Location labeling records:
■ ■ ■ ■ ■
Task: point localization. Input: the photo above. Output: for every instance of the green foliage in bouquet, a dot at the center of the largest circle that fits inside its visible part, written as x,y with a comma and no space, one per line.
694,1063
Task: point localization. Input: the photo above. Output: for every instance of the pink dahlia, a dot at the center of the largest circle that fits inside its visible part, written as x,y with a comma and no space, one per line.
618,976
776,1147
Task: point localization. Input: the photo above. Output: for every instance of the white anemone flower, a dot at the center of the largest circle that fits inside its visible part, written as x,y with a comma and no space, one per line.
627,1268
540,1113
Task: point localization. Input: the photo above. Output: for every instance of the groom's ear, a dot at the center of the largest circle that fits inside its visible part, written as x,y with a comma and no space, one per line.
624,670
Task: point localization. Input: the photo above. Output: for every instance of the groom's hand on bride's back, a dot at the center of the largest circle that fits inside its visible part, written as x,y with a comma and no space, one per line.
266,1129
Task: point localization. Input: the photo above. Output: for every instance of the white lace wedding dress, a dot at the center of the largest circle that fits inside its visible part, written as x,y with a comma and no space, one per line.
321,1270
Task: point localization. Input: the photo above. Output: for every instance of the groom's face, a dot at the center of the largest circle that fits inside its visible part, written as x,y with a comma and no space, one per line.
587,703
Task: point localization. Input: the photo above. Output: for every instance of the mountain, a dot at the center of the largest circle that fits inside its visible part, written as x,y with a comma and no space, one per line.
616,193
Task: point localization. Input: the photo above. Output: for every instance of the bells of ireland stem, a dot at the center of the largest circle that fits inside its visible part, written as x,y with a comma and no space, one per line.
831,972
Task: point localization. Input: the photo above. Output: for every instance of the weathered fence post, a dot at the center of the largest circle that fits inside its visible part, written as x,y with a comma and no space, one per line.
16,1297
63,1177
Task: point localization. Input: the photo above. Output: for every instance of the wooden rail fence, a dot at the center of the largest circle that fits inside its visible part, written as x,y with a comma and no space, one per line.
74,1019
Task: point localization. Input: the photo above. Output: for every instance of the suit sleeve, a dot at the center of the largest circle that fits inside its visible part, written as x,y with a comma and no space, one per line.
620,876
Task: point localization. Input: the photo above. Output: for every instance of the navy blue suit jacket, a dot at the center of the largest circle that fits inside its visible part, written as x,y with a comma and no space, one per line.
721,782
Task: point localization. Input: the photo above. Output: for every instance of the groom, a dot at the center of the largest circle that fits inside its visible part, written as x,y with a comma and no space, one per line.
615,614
■ ■ ■ ■ ■
Task to carry out: Convert the material above into a JSON list of strings, with one string for each line and no blank lines.

Result of the task:
[
  "Task: point localization. Input: the photo above. Output: for every instance of the green foliage in bouquet, a dot at the center of the largest circle that fits inside its visible part, written as x,y with a comma and no space, one per line.",
  "694,1063",
  "Task: point localization. Input: the photo above. Output: for every instance of the pink dahlia, a dot at the center of the largest circle that fits inside its visible part, written as x,y with a comma and no space, one per line.",
  "618,976",
  "776,1147",
  "Task: point localization. Input: the photo above. Output: for every instance of the white anemone flower, a dot at the center of the largest circle that fits inside its visible part, written as x,y with a comma and no space, one per line.",
  "627,1268",
  "540,1113",
  "Task: point localization. Input: the photo above. Output: for every instance of the groom's ear, a dot at the center of the largest circle that fits inside its visible part, written as x,y with a comma and no space, one per line.",
  "624,670",
  "Task: point localization. Input: the photo above. Output: for every instance of the groom's hand on bride's back, a dot at the center of the largest circle that fits inside its visible part, written as x,y with a comma and no space, one per line.",
  "266,1129",
  "Task: point localization. Input: the photo above. Output: for every instance of the white lace wedding dress, a dot at the center of the largest circle that fits inside its visible part, written as x,y with a comma and no space, one per line.",
  "321,1270",
  "Task: point localization. Input: the photo above. Output: for every instance of the groom's face, a dot at the center of the largest circle that fits inside its visible part, written as x,y with a comma and no space, one per line.",
  "587,703",
  "Task: point localization. Input: the photo above. Output: for every instance of the mountain, a dot at the center of the largest circle that fits inside its visible part, written as x,y with a comma and no space, one per line.",
  "616,193",
  "Task: point localization. Input: the photo above. Output: for every instance of the bells of ireland stem, a dot at the center of the largest circle that fits inside its visible part, written as x,y with a comma and no space, one per line.",
  "831,972",
  "Task: point localization. Input: the photo above. Output: for every instance of the weathered fence post, a dot at the center of the largest circle that fits inside its visible part, written as x,y with a comma and no space, one per line.",
  "16,1297",
  "63,1177",
  "Task: point localization. Input: the photo above. Output: for every instance of the wooden rail fence, a dot at the center of the largest circle that fits inside its visible part, written as x,y with a comma and no space, one per line.",
  "74,1019",
  "Task: point localization. Input: the photo above. Output: for every instance of the suit sleeve, a dot at the center of the largest circle that fits inside its visible part, written as x,y with a comma and no space, one per line.",
  "620,876",
  "Task: point localization. Input: the photo above. Output: for every instance of the navy blue suit jacket, a dot at the center of the largest circle that fits inside its visible part, written as x,y with a comma and no space, one per line.",
  "721,782",
  "Task: point localization. Input: the photo above. Output: for every instance of the groom, a dot at the center of the largest circle that fits inside its visible part, written as x,y with a comma and no space, one per line.",
  "615,614"
]